▶ [STATED GOAL 1]
From the film commentary, return everything from "I still more" down to "had that response.", copied word for word.
▶ [STATED GOAL 2]
Which book by Peter Coyote does the film commentary urge readers to read?

And I'll definitely agree with Saturn that one's age and, if you will, distance on your life's pathway, makes a huge difference in how you perceive this very well-done film.

 

Another "period piece" film few today might recall is Elliott Gould in "Getting Straight," about a former student activist, now grad student returning to a university environment.

 

That was 1970 and a time of a great deal of on-campus "stuff" going on. By that time I'd already been away from college where I'd done some of my own time "looking" for political lines of thought that made sense - and could identify actually more with that character in a film of less quality than with Hoffman a few years later.

 

I still more or less recall one line from the Gould film that hit me far more than anything in "The Graduate." Asked why he didn't get involved again as a protest-type leader, the response was that he'd already done it. It hit me because yeah, he'd done it and he had to come back to school pretty much to get the credentials to make a living. A rematch in a boxing ring is quite different from the first. I was roughly 25; my 20ish date didn't at all understand why I had that response.

 

That played a role, I'll add, in my reference to the characters (not the quality of acting) in Graduate as vapid.

 

Again, please read Peter Coyote's book, "Sleeping Where I Fall," or at least something about it on his website http://www.petercoyote.com/ for some additional insights to what all was going on among our (his and mine) "pre-baby boom" generation.

▶ [EXTRACTED ENTRIES]
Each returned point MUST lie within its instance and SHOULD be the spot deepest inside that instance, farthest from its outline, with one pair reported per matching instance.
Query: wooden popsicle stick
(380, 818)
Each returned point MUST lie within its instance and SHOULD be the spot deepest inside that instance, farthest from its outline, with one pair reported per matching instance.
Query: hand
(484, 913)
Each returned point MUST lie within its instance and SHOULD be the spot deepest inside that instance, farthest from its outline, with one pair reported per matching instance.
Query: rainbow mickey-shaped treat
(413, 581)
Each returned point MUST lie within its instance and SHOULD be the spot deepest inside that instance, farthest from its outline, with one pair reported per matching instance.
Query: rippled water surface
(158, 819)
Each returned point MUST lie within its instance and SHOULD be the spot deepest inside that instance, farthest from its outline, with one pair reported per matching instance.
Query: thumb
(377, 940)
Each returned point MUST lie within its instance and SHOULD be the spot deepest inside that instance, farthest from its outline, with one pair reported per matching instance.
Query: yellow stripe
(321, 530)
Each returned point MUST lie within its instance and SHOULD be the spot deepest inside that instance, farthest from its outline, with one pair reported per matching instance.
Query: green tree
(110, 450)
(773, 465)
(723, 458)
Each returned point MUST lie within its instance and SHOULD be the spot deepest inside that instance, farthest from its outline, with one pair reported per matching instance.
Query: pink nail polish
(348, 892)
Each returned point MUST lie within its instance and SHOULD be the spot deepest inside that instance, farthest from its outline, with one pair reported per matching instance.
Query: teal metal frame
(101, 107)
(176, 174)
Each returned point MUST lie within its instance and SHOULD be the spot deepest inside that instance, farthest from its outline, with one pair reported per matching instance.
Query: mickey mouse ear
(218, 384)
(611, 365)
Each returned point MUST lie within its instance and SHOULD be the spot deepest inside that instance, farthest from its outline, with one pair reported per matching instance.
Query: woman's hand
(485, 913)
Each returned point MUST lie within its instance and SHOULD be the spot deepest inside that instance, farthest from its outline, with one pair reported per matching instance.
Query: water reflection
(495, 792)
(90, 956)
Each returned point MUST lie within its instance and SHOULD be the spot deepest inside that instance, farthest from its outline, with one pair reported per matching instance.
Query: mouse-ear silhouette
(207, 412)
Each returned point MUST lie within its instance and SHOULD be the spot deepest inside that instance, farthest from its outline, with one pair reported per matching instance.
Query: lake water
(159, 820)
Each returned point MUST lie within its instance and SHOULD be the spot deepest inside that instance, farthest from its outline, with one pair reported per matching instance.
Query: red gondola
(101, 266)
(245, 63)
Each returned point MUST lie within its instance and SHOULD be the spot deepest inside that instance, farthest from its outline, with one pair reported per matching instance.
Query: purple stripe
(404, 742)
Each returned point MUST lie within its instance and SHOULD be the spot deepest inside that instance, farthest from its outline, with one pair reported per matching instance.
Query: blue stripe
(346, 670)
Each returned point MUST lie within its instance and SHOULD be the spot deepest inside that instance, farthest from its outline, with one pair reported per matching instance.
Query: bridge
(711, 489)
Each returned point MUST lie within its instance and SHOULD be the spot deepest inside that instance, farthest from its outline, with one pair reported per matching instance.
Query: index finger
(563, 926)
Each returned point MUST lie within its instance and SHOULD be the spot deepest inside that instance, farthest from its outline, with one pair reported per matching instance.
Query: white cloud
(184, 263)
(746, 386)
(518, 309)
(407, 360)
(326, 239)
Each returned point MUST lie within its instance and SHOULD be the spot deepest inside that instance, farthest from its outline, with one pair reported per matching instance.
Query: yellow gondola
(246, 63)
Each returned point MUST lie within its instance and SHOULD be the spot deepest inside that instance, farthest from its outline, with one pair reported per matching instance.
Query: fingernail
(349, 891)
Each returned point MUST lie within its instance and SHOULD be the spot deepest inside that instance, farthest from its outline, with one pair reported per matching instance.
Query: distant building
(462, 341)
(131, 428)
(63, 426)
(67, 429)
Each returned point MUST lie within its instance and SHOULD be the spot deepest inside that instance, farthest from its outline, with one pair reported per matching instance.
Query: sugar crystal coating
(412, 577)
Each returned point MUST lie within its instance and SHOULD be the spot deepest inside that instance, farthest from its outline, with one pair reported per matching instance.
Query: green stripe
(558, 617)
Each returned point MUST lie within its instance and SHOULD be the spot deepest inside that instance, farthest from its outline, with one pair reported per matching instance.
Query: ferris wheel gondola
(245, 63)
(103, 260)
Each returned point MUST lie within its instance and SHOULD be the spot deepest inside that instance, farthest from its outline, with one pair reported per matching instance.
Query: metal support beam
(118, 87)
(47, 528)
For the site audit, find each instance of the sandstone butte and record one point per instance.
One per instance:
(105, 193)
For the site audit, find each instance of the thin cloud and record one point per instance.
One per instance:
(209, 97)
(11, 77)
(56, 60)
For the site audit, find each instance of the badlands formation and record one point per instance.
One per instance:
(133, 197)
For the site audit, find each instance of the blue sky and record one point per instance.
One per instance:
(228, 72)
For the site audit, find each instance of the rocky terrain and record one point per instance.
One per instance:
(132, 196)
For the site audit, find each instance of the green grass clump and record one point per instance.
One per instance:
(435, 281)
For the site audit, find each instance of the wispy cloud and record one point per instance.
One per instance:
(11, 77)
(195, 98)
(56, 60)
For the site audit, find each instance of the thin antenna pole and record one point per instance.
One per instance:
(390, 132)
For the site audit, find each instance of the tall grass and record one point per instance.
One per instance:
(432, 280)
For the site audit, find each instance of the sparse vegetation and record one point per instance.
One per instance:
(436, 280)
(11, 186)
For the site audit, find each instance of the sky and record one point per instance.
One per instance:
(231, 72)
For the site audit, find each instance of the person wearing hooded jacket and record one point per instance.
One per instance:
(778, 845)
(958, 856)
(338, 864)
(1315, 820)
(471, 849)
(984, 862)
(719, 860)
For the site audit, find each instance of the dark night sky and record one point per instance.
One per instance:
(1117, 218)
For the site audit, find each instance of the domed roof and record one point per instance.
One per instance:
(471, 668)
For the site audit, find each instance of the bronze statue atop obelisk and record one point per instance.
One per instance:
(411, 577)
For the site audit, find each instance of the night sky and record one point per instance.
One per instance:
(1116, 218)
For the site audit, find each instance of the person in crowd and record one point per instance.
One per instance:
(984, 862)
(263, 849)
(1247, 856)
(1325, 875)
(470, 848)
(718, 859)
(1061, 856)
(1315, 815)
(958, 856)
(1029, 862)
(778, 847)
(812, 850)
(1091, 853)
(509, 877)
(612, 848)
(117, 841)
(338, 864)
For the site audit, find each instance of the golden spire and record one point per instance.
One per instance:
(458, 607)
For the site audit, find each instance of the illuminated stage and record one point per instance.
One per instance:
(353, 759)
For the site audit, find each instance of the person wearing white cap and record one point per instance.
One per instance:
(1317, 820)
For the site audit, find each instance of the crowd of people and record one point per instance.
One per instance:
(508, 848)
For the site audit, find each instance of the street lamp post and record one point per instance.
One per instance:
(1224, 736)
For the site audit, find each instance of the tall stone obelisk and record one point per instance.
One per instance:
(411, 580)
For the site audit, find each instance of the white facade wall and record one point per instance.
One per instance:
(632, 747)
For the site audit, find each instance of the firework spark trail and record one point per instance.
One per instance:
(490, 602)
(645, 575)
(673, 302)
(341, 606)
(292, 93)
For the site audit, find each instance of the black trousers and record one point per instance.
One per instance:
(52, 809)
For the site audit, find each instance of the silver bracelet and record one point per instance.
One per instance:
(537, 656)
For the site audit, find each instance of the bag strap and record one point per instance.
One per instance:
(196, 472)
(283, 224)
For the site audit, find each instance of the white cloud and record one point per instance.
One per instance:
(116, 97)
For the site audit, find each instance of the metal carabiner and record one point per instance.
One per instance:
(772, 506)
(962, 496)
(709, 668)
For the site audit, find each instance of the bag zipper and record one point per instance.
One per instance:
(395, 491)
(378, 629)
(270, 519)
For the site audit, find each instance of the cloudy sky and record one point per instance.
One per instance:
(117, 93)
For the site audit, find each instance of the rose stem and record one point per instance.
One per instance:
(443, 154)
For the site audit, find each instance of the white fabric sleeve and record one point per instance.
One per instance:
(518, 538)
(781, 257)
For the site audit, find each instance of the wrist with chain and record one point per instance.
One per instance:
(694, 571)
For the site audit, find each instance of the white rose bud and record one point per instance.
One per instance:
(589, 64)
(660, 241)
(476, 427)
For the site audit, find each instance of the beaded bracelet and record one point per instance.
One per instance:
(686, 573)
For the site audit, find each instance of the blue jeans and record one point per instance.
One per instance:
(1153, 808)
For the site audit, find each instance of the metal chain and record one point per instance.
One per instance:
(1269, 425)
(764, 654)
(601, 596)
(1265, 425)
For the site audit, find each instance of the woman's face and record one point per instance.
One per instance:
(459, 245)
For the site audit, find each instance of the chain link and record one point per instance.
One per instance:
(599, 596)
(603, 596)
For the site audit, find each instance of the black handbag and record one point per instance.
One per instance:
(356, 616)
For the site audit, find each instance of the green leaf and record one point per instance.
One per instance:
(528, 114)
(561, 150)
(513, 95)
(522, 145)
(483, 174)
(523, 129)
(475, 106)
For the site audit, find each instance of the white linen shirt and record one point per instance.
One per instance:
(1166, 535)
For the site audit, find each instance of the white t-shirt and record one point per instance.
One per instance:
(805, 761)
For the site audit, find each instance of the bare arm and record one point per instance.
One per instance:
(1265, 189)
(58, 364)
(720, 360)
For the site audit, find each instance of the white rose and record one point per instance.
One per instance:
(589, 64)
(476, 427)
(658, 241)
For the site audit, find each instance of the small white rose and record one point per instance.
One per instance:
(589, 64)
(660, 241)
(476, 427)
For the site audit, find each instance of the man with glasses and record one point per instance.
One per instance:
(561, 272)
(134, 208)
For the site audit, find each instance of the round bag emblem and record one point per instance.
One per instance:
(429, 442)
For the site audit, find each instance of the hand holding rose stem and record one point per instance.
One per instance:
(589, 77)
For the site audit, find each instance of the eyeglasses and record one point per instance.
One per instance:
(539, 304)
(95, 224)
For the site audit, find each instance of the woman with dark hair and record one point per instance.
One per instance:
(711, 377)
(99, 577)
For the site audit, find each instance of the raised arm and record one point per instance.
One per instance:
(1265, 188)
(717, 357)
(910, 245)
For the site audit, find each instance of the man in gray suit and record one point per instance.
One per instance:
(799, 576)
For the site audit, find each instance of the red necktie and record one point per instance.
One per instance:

▶ [FULL OUTPUT 1]
I still more or less recall one line from the Gould film that hit me far more than anything in "The Graduate." Asked why he didn't get involved again as a protest-type leader, the response was that he'd already done it. It hit me because yeah, he'd done it and he had to come back to school pretty much to get the credentials to make a living. A rematch in a boxing ring is quite different from the first. I was roughly 25; my 20ish date didn't at all understand why I had that response.

▶ [FULL OUTPUT 2]
"Sleeping Where I Fall."